_Required action_.
Copy all of the records word for word.

_Source data_.
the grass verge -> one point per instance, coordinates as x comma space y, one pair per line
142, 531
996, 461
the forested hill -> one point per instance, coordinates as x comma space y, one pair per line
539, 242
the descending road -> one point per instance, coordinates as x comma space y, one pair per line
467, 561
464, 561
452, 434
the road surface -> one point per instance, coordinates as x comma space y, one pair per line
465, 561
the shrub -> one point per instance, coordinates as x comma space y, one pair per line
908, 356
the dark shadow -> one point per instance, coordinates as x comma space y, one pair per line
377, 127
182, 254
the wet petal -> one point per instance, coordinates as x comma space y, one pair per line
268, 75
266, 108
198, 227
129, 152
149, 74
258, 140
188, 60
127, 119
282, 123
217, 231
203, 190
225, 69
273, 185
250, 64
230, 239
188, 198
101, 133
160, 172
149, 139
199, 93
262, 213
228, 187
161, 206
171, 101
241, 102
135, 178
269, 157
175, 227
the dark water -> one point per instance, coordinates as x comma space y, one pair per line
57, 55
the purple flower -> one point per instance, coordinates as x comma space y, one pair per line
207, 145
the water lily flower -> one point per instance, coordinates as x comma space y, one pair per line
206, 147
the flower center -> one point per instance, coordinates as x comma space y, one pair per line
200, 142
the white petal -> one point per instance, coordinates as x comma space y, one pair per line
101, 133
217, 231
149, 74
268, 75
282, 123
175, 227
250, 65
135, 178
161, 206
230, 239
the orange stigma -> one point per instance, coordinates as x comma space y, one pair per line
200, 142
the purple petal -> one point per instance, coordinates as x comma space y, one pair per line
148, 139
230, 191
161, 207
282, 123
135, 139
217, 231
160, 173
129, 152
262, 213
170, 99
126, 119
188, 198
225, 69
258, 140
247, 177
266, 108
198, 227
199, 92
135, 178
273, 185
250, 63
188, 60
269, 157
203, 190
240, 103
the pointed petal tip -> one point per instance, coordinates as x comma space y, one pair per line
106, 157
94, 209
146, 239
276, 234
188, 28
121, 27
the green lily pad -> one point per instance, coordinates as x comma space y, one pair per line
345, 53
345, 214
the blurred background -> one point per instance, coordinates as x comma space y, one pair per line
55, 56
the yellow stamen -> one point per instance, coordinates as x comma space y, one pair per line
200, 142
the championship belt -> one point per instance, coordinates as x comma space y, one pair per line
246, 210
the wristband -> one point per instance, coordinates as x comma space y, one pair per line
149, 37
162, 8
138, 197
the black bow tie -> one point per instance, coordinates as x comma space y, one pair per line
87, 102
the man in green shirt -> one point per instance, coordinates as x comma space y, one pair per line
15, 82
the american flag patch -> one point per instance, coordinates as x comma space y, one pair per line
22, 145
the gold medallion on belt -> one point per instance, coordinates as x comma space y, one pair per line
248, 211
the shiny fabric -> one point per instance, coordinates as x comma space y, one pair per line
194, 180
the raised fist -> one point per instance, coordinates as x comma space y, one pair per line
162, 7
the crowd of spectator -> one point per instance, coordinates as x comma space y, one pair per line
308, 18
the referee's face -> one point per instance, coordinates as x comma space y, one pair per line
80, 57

_Answer space_.
the grass verge -> one point per instance, coordinates as x comma space y, one pair per line
142, 531
996, 461
the forested hill -> one point per instance, coordinates as x comma space y, one pair per line
539, 242
the descending road -> one point per instance, coordinates as x comma space y, one pair per line
467, 561
464, 561
452, 434
the road surface -> one point per instance, coordinates as x comma space y, one pair per line
465, 561
the shrub -> one point per instance, coordinates as x comma space y, one pair per line
908, 356
the dark shadow -> one point per instance, coordinates as x comma space y, one pair per line
377, 127
182, 254
the wet petal -> one point per instance, coordinates as x comma space y, one pair per line
268, 75
266, 108
198, 227
129, 152
149, 74
258, 140
188, 60
127, 119
282, 123
217, 231
203, 190
225, 69
273, 185
250, 64
230, 239
188, 198
101, 133
160, 172
149, 139
199, 93
262, 213
228, 187
161, 206
171, 101
241, 102
135, 178
269, 157
175, 227
the dark water -> one point per instance, coordinates as x comma space y, one pair per line
57, 55
the purple flower -> one point per instance, coordinates as x comma space y, one pair per line
207, 145
the water lily flower -> one point per instance, coordinates as x comma space y, one pair per line
206, 147
the flower center -> one point per instance, coordinates as x comma space y, one pair per line
200, 142
the white petal -> one point per instance, coordinates as x comma space y, one pair per line
101, 133
217, 231
149, 74
268, 75
282, 123
175, 227
250, 65
135, 178
161, 206
230, 239
the orange stigma -> one point per instance, coordinates as x comma space y, one pair per line
200, 142
the purple petal -> one point per instance, coordinates as x comma space y, one pair per line
148, 139
230, 191
161, 207
282, 123
135, 139
217, 231
160, 173
129, 152
262, 213
170, 99
126, 119
188, 198
225, 69
258, 140
247, 177
266, 108
198, 227
199, 92
135, 178
273, 185
250, 63
188, 60
269, 157
203, 190
240, 103
the pointed petal tip -> one point per instance, coordinates as x comma space y, one pair per line
106, 157
94, 209
146, 239
276, 234
188, 28
121, 27
the green lily pad -> one point per instance, coordinates as x comma space y, one pair per line
345, 53
345, 214
the blurred background -> one point per instance, coordinates as x comma space y, one pair per line
55, 56
the yellow stamen -> one point per instance, coordinates as x comma space y, one pair per line
200, 142
the championship belt -> one point per instance, coordinates as x comma space y, one pair per line
246, 210
the wristband -> one point per instance, coordinates as x comma space y, one pair per line
149, 37
162, 8
138, 197
the black bow tie -> one point per instance, coordinates as x comma space y, one pair per line
87, 102
the man in green shirt -> one point per instance, coordinates as x comma space y, one pair per line
15, 82
the american flag patch -> one point per instance, coordinates as x comma space y, one pair per line
22, 145
the gold medallion on belt -> one point per instance, coordinates as x comma space y, one pair per line
248, 211
the shiny fabric -> one point per instance, coordinates as x comma space y, one pair per line
194, 180
the raised fist -> one point per instance, coordinates as x comma space y, one pair per line
162, 7
the crowd of spectator -> one point per instance, coordinates as x comma space y, one pair per line
308, 18
the referee's face -> one point per instance, coordinates as x comma space y, one pair per line
80, 57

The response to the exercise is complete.